++++ Texto proporcionado

No estaría de más un poco de ética

95

Por Jesús Urbina

La banda limítrofe entre la actuación pública y la vida privada de los funcionarios se va estrechando al mismo ritmo en que la mirada crítica de los ciudadanos es más incisiva. Y esto no es necesariamente afortunado, al menos mientras falte un acuerdo sobre las obligaciones morales de diputados, ministros o magistrados, si es que eso en verdad fuera posible.

Desde luego, en Venezuela no se ha dado ese debate, salvo quizás en los espacios académicos. En dictadura es inviable proponer abiertamente una discusión de tal naturaleza. Los poderes públicos del chavismo lo consideranun asunto irrelevante, despreciable.

El desdén general por la transparencia, la probidad y la rendición de cuentas es una marca de los regímenes autoritarios y corruptos. Dado que en ellos se extingue muy velozmente la responsabilidad política derivada del mandato popular, las normas legales cuentan poco o nada para regular el ejercicio de la función pública en cualquier posición que se ocupe dentro de la estructura del Estado.

Además, la ausencia de códigos deontológicos para los cargos oficiales es una manifestación del rechazo de las tiranías a las obligaciones de los funcionarios, electos o designados, frente a la sociedad.

La Asamblea Nacional, por ejemplo, es una de las instituciones en las que se echa de menos un compromiso formal para la autorregulación de los representantes de los ciudadanos. No es porque en esa institución del Estado venezolano sea donde más haría falta en las actuales circunstancias, sino porque en los parlamentos es donde suele incubarse una mayor preocupación política por la confianza de la gente en las entidades del poder público.

++++++++

-- Instrucciones de trabajo --
[A] Resume en menos palabras el párrafo del artículo que empieza con "El desdén general por la transparencia" y conserva sus datos principales.
[B] Según el artículo, ¿qué institución venezolana sirve de ejemplo de la falta de un compromiso formal para la autorregulación de los representantes?
[C] Copia literalmente el fragmento del artículo que va de "Por Jesús Urbina" a "asunto irrelevante, despreciable.", ambos incluidos.
Para resolver todo, apóyate solo en el artículo.

++++ Información suministrada

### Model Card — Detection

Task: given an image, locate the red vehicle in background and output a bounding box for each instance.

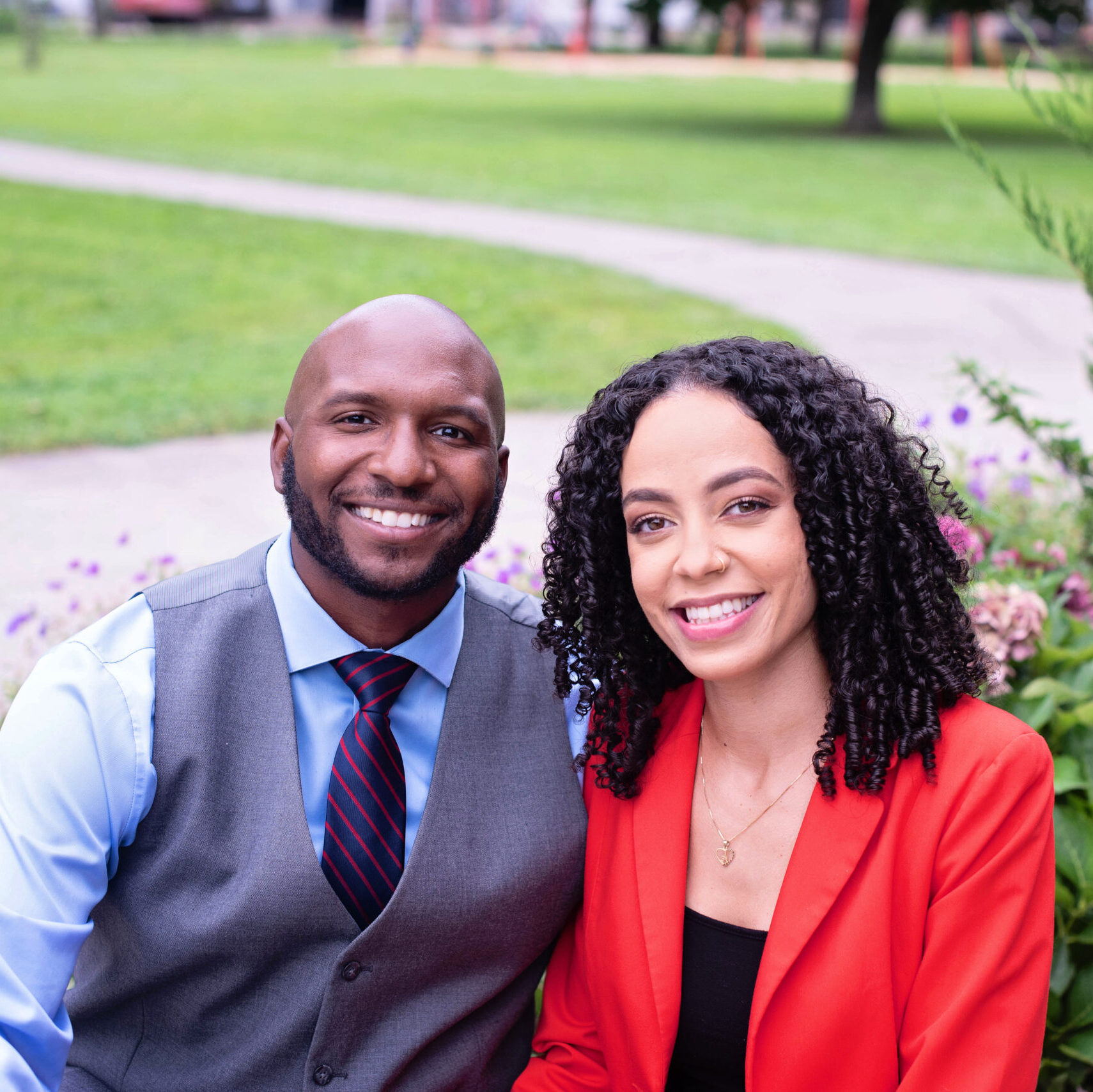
[111,0,270,23]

++++++++

-- Soluciones por tarea --
[A] Los regímenes autoritarios y corruptos se caracterizan por despreciar la transparencia, la probidad y la rendición de cuentas. Como en ellos la responsabilidad política que nace del mandato popular desaparece con rapidez, las normas legales apenas regulan el ejercicio de cualquier función pública dentro del Estado.

[B] La Asamblea Nacional.

[C]
Por Jesús Urbina

La banda limítrofe entre la actuación pública y la vida privada de los funcionarios se va estrechando al mismo ritmo en que la mirada crítica de los ciudadanos es más incisiva. Y esto no es necesariamente afortunado, al menos mientras falte un acuerdo sobre las obligaciones morales de diputados, ministros o magistrados, si es que eso en verdad fuera posible.

Desde luego, en Venezuela no se ha dado ese debate, salvo quizás en los espacios académicos. En dictadura es inviable proponer abiertamente una discusión de tal naturaleza. Los poderes públicos del chavismo lo consideranun asunto irrelevante, despreciable.